◆ **所附文章**
= = = = = = =

CoreNLP Python介面處理中文

阿新 • • 發佈：2019-02-16

CoreNLP 專案是Stanford開發的一套開源的NLP系統。包括tokenize, pos , parse 等功能，與SpaCy類似。SpaCy號稱是目前最快的NLP系統，並且提供現成的python介面，但不足之處就是目前還不支援中文處理， CoreNLP則包含了中文模型，可以直接用於處理中文，但CoreNLP使用Java開發，python呼叫稍微麻煩一點。

安裝

安裝的方式比較簡單，下載CoreNLP最新的壓縮包，再下載對應的語言jar包。從CoreNLP下載頁面下載。將壓縮包解壓得到目錄，再將語言的jar包放到這個目錄下即可。

啟動NLPServer

由於corenlp使用Java開發，所以沒有python包可以直接使用，但是corenlp可以啟動Server端，接收http請求。所以使用python簡單的封裝，就可以與server端進行通訊，像使用原生python包一樣使用。

對於中文的情況，啟動corenlp server的方式是，到corenlp的目錄下，執行如下程式碼

java -Xmx4g -cp "*" edu.stanford.nlp.pipeline.StanfordCoreNLPServer -serverProperties StanfordCoreNLP-chinese.properties -port 9000 -timeout 15000

目前corenlp對jdk的要求是1.8以上。上面的-Xmx4g的含義是為這個server端申請4G的記憶體。-serverProperties指定properties檔案，這個檔案在chinese-model的jar包裡面。

啟動Server之後，第一次執行的時候會比較慢，需要載入各種包。

基本HTTP 請求

wget --post-data 'The quick brown fox jumped over the lazy dog.' 'localhost:9000/?properties={"annotators":"tokenize,ssplit,pos","outputFormat":"json"}'

這是發一個POST的HTTP請求，使用Python的示例如下

import requests

url = 'http://192.168.200.169:9000'
properties = {'annotators' 
: 'tokenize,ssplit,pos', 'outputFormat': 'json'}

# properties 要轉成字串, requests包裝URL的時候貌似不支援巢狀的dict
params = {'properties' : str(properties)}

data = '天氣非常好'

resp = requests.post(url, data, params=params)

= = = = = = =

◆ **書面要求 A**
請根據關於 CoreNLP Python 介面的文章回答下列問題：
(i) 目前 corenlp 要求的 jdk 版本是多少？
(ii) 啟動指令中的「-Xmx4g」是什麼意思？
(iii) 「-serverProperties」所指定的 properties 檔案放在哪裡？
◆ **書面要求 B**
請接續關於 CoreNLP Python 介面的文章，從最後一行程式碼之後往下寫。

= = = = = = =

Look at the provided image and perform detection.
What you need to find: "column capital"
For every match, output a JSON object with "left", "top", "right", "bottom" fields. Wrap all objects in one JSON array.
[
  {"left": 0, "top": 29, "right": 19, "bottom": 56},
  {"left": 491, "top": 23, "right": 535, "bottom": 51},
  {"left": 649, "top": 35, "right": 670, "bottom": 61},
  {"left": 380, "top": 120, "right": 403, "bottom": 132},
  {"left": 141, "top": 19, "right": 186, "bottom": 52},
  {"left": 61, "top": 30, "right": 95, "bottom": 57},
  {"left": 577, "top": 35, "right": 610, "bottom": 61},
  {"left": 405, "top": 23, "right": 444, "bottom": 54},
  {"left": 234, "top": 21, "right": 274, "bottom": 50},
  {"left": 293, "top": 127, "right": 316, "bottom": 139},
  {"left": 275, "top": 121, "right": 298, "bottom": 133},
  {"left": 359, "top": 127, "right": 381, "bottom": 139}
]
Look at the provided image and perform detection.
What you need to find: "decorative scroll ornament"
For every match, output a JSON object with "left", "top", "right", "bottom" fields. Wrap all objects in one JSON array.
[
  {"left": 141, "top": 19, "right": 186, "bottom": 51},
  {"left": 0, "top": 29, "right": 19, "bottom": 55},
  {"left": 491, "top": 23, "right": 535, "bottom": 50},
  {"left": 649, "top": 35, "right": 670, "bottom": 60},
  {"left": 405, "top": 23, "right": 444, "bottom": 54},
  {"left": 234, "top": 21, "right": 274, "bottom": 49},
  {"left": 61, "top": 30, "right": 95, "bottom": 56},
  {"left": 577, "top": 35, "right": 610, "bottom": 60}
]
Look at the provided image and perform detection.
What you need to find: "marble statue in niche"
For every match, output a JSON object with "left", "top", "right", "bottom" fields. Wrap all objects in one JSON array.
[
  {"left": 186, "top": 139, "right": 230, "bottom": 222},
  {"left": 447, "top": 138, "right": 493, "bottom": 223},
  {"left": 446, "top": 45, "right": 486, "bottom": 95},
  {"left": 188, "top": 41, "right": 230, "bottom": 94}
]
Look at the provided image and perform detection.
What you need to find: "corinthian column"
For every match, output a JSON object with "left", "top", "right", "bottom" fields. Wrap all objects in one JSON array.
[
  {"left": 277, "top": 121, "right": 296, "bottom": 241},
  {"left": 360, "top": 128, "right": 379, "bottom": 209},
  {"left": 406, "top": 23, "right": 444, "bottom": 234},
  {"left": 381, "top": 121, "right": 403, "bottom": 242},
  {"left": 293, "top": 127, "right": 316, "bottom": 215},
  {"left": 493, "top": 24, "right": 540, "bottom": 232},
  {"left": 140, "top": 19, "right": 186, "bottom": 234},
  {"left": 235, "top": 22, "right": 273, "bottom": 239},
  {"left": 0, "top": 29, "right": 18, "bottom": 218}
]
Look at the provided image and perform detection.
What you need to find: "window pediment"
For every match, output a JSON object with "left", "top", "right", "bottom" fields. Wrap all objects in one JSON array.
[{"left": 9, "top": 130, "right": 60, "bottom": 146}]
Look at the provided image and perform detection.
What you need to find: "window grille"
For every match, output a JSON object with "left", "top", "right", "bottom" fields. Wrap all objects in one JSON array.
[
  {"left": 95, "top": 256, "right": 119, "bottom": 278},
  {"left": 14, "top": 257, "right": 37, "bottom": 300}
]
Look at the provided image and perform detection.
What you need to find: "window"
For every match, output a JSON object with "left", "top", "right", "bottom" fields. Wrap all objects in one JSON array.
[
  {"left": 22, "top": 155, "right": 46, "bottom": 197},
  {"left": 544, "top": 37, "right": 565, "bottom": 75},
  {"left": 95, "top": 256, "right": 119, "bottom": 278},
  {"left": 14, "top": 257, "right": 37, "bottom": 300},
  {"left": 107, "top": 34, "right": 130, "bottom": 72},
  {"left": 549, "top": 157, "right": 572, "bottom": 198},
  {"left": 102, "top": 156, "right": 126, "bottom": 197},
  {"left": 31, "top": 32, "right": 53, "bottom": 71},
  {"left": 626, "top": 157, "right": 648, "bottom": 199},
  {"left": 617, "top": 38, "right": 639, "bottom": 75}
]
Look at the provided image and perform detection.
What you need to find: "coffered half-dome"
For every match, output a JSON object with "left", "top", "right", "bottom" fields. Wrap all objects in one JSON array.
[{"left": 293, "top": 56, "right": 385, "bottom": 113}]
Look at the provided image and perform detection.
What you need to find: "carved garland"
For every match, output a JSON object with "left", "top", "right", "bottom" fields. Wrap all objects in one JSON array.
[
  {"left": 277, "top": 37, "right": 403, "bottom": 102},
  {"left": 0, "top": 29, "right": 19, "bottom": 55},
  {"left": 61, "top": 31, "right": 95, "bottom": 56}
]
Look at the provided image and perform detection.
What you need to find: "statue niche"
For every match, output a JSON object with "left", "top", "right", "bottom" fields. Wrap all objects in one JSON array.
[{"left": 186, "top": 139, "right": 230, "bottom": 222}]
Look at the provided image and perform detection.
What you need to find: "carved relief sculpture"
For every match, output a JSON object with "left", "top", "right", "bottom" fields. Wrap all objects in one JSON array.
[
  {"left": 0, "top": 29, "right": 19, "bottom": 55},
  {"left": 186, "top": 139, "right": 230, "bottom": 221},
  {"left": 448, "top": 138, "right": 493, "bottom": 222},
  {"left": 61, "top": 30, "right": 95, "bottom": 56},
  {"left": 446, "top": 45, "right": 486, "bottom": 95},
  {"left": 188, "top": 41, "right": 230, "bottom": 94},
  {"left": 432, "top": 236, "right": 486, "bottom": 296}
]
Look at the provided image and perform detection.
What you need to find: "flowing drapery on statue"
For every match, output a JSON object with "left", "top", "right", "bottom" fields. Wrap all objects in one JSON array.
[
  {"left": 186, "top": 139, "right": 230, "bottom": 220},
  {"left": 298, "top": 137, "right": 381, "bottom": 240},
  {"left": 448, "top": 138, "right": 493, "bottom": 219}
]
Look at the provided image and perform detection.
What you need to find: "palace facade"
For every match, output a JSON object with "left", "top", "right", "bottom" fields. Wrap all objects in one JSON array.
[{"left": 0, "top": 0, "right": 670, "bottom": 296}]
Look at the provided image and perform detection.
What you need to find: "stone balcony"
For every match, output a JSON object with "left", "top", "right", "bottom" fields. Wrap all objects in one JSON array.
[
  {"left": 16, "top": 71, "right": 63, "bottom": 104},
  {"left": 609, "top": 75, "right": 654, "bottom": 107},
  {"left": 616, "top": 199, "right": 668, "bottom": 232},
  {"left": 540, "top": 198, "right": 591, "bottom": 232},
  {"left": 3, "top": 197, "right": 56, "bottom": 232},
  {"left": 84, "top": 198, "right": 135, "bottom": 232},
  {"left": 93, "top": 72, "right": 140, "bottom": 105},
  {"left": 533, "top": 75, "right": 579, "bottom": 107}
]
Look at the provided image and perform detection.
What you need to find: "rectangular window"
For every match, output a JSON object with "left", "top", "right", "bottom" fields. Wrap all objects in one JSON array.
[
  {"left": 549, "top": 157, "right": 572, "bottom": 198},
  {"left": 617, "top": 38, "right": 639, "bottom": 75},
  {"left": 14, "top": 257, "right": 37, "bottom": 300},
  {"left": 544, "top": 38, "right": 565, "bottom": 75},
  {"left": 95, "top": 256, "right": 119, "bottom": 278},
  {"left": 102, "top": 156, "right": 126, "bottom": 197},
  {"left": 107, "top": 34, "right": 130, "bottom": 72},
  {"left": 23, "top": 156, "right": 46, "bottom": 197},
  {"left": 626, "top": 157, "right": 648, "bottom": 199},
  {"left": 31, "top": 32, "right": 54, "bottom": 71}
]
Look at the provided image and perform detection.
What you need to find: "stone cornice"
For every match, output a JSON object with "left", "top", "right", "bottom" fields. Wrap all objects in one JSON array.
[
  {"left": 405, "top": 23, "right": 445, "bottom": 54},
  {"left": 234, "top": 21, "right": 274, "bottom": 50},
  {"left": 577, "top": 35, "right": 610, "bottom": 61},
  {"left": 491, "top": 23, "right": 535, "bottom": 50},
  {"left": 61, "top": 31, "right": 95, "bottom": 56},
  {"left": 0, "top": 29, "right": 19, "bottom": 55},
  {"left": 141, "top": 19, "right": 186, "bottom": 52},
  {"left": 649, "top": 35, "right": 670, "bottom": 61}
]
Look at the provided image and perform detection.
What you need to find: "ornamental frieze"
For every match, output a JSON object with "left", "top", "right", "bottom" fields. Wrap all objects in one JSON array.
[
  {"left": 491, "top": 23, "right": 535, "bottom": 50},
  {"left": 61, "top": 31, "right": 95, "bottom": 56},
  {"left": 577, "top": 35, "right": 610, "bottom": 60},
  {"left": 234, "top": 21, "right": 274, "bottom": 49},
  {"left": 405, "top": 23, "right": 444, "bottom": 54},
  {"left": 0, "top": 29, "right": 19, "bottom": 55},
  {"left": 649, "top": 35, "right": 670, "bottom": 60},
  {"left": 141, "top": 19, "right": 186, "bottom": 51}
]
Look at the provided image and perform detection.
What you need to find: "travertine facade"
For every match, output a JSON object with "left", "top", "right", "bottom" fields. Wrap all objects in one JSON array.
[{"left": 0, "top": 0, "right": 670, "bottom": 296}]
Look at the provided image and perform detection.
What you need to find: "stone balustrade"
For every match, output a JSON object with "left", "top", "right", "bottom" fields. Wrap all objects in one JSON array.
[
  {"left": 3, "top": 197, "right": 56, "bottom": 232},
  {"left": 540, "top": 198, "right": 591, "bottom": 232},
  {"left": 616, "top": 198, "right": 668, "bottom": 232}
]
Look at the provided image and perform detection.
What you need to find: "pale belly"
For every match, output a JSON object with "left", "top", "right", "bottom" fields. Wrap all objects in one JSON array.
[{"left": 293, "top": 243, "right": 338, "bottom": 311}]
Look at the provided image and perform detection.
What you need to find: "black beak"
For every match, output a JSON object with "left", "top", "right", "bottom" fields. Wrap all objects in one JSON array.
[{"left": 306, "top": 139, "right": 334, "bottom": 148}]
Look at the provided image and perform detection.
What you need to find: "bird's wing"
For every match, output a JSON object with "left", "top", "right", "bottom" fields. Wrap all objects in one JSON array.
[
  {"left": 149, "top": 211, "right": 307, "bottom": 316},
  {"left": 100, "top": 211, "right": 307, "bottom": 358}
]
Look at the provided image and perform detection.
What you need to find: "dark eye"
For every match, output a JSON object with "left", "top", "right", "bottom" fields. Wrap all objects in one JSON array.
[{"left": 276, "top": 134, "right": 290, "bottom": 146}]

= = = = = = =

◆ **最終結果 A**
(i) 1.8 以上。
(ii) 為這個 server 端申請 4G 的記憶體。
(iii) 在 chinese-model 的 jar 包裡面。

◆ **最終結果 B**
官方Python介面

git clone https://github.com/stanfordnlp/python-stanford-corenlp然後在python-stanford-corenlp目錄底下，sudo python setup.py install就安裝成功了。

設定JAVANLP_HOME環境變數

這個Python介面並不是一個完整的CoreNLP Python包，它僅僅是對上文所說的啟動Server，Client端傳送http請求的一個封裝。因此底層還是依賴於執行在JVM裡面的CoreNLP Server端。這個Server端可以在程式碼執行的時候在本地啟動，因此程式需要知道Java CoreNLP的目錄，為了不用每次都傳這個引數，程式碼中是從系統獲取名為JAVANLP_HOME的環境變數。

所以到~/.bashrc或~/.bash_profile檔案中新增JAVANLP_HOME環境變數

JAVANLP_HOME="/path/to/corenlp"
export JAVANLP_HOME

修改程式碼以處理中文

但是用於處理中文還需要改一些地方，可以fork到自己的github，修改一下，以後在其他地方要用直接clone自己修改過的專案就可以了。

需要改的是python-stanford-corenlp/corenlp/client.py檔案CoreNLPClient的__init__方法中啟動server端的命令start_cmd，原來的程式碼如下：

start_cmd = "{javanlp}/bin/javanlp.sh edu.stanford.nlp.pipeline.StanfordCoreNLPServer -port {port} -timeout {timeout}".format(
                javanlp=os.getenv("JAVANLP_HOME"),
                port=port,
                timeout=timeout)

修改為

start_cmd = 'java -Xmx{memory}g -cp "{javanlp}/*" edu.stanford.nlp.pipeline.StanfordCoreNLPServer -serverProperties StanfordCoreNLP-chinese.properties -port {port} -timeout {timeout}'.format(
                memory=allocate_mem,
                javanlp=os.getenv("JAVANLP_HOME"),
                port=port,
                timeout=timeout)

原來的命令start_cmd被寫的比較死，並且可能由於我下的CoreNLP版本不對，目錄底下並沒有bin目錄與javanlp.sh指令碼。因此直接改成
java -Xmx{memory}g -cp "{javanlp}/*" ，memory引數用於配置server端所需的記憶體。

增加-serverProperties引數為了可以處理中文。修改後的__init__方法程式碼如下：

    DEFAULT_ANNOTATORS = "tokenize ssplit pos ner depparse".split()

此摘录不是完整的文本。